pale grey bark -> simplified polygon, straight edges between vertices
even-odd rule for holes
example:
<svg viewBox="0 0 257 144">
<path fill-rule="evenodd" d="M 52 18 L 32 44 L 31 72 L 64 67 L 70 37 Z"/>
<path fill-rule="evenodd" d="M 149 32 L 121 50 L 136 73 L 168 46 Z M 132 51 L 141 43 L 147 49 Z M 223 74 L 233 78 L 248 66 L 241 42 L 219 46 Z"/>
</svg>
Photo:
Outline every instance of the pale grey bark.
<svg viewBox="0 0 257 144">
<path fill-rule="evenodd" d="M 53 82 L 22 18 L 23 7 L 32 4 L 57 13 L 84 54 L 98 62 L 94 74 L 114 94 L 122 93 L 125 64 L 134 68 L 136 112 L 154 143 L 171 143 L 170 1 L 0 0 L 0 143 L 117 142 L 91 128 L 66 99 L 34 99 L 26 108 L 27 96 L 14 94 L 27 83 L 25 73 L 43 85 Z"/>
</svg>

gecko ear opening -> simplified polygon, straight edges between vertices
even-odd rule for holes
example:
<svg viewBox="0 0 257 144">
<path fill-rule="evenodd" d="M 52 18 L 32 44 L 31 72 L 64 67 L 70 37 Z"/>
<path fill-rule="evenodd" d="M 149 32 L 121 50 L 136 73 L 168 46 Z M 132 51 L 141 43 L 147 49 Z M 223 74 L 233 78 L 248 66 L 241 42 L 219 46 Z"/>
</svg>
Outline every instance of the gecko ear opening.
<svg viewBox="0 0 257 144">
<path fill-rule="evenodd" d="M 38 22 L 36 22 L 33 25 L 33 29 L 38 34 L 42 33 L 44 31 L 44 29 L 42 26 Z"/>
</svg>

──────────────────────────────

Rescale the data from the line that has "gecko ear opening ->" through the end of the data, giving every line again with the requests included. Multiply each number in the answer outlines (viewBox dimensions and vertex coordinates) by 1.2 and round to whole numbers, halves up, leaving all numbers in the requests and their sample outlines unchanged.

gecko ear opening -> simplified polygon, straight edges between vertices
even-odd rule for holes
example:
<svg viewBox="0 0 257 144">
<path fill-rule="evenodd" d="M 52 18 L 32 44 L 31 72 L 64 67 L 70 37 Z"/>
<path fill-rule="evenodd" d="M 149 32 L 121 50 L 136 73 L 168 46 Z M 132 51 L 141 43 L 147 49 Z M 223 74 L 233 78 L 248 66 L 241 42 L 219 46 Z"/>
</svg>
Outline every instance of the gecko ear opening.
<svg viewBox="0 0 308 173">
<path fill-rule="evenodd" d="M 46 26 L 43 26 L 40 30 L 40 35 L 46 41 L 50 40 L 53 37 L 53 35 L 50 31 Z"/>
</svg>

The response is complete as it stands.